Work required. Show each line of the items below that contains the string "wall".

Coordinate labeling data.
◆ ◆ ◆

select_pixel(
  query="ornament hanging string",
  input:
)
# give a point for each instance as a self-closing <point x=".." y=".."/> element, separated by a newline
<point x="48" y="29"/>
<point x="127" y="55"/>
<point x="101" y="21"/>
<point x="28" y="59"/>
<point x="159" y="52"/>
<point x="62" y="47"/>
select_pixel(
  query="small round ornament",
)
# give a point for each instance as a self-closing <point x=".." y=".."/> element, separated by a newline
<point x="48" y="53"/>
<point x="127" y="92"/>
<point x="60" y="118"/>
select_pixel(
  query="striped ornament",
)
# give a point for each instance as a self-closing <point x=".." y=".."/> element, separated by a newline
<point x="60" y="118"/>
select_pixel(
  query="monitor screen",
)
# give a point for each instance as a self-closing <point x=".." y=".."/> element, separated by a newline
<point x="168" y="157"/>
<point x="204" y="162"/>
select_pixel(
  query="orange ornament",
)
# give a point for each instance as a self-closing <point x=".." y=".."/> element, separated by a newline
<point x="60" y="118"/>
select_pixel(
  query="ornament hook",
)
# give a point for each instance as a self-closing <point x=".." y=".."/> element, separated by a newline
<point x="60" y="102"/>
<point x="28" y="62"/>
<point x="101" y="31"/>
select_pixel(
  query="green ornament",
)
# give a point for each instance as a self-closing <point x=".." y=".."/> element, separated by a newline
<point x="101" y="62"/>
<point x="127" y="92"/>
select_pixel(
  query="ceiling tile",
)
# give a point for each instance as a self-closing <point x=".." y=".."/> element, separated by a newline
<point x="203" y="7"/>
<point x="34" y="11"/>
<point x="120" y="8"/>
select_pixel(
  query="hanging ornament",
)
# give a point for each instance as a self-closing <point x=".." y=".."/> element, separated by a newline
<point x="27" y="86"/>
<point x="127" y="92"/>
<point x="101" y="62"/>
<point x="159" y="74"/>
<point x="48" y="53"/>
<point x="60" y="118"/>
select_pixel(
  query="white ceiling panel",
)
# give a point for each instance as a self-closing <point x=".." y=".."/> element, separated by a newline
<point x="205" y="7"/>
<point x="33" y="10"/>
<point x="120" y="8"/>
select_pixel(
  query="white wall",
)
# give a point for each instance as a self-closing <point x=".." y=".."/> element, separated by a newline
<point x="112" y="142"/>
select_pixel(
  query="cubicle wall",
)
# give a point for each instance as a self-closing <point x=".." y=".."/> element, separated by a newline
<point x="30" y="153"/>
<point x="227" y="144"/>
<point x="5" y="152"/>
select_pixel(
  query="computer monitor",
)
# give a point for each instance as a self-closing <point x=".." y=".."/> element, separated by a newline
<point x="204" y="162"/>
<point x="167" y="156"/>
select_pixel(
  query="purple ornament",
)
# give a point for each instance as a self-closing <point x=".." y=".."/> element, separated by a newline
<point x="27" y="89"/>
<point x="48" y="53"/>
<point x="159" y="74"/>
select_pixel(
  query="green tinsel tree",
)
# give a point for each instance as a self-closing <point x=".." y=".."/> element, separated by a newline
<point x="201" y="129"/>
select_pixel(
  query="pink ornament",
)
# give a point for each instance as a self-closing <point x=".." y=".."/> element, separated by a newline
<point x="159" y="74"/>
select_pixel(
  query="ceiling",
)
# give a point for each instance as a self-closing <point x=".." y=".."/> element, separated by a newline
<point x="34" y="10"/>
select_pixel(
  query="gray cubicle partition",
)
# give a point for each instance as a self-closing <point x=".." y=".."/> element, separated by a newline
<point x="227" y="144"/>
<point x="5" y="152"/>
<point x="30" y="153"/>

◆ ◆ ◆

Complete output.
  query="white wall",
  query="cubicle wall",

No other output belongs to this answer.